(TO DO): The entries below should be copied exactly and completely.

(DATA FOR THIS EXERCISE):
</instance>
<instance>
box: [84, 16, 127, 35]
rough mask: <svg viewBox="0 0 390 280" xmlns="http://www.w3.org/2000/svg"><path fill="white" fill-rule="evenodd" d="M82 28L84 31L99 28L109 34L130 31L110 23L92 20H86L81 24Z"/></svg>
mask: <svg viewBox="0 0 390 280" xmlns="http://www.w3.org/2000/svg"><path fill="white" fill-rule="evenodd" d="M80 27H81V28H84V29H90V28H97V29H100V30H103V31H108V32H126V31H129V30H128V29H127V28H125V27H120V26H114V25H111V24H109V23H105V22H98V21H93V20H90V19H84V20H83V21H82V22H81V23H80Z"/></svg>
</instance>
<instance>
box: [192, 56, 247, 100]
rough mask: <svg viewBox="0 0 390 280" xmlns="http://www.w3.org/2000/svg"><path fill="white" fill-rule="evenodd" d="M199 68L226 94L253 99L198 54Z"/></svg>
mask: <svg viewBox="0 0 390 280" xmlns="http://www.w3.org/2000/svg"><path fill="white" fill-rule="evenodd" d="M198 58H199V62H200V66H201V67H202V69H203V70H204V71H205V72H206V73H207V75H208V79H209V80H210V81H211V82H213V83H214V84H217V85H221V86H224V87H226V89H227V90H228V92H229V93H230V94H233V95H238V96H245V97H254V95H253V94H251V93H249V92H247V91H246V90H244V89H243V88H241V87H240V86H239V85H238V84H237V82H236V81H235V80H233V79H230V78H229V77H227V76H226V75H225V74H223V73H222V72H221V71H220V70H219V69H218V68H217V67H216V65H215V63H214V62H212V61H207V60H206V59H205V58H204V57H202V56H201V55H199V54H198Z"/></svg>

(EXERCISE ANSWER):
</instance>
<instance>
box: [84, 16, 127, 35]
rough mask: <svg viewBox="0 0 390 280" xmlns="http://www.w3.org/2000/svg"><path fill="white" fill-rule="evenodd" d="M82 28L84 31L99 28L109 34L130 31L110 23L92 20H86L81 24Z"/></svg>
mask: <svg viewBox="0 0 390 280" xmlns="http://www.w3.org/2000/svg"><path fill="white" fill-rule="evenodd" d="M80 27H81V28H84V29H90V28H97V29H100V30H103V31H108V32H126V31H129V30H128V29H127V28H125V27H120V26H114V25H111V24H109V23H105V22H98V21H93V20H90V19H84V20H83V21H82V22H81V23H80Z"/></svg>
</instance>
<instance>
box: [192, 56, 247, 100]
rough mask: <svg viewBox="0 0 390 280" xmlns="http://www.w3.org/2000/svg"><path fill="white" fill-rule="evenodd" d="M199 68L226 94L253 99L198 54Z"/></svg>
mask: <svg viewBox="0 0 390 280" xmlns="http://www.w3.org/2000/svg"><path fill="white" fill-rule="evenodd" d="M198 58H199V62H200V66H201V67H202V69H203V70H204V71H205V72H206V73H207V75H208V79H209V80H210V81H211V82H213V83H214V84H217V85H221V86H224V87H226V89H227V90H228V92H229V93H230V94H233V95H238V96H245V97H254V95H253V94H251V93H249V92H247V91H246V90H244V89H243V88H241V87H240V86H239V85H238V84H237V82H236V81H235V80H233V79H230V78H229V77H227V76H226V75H225V74H223V73H222V72H221V71H220V70H219V69H218V68H217V67H216V65H215V63H214V62H212V61H207V60H206V59H205V58H204V57H202V56H201V55H199V54H198Z"/></svg>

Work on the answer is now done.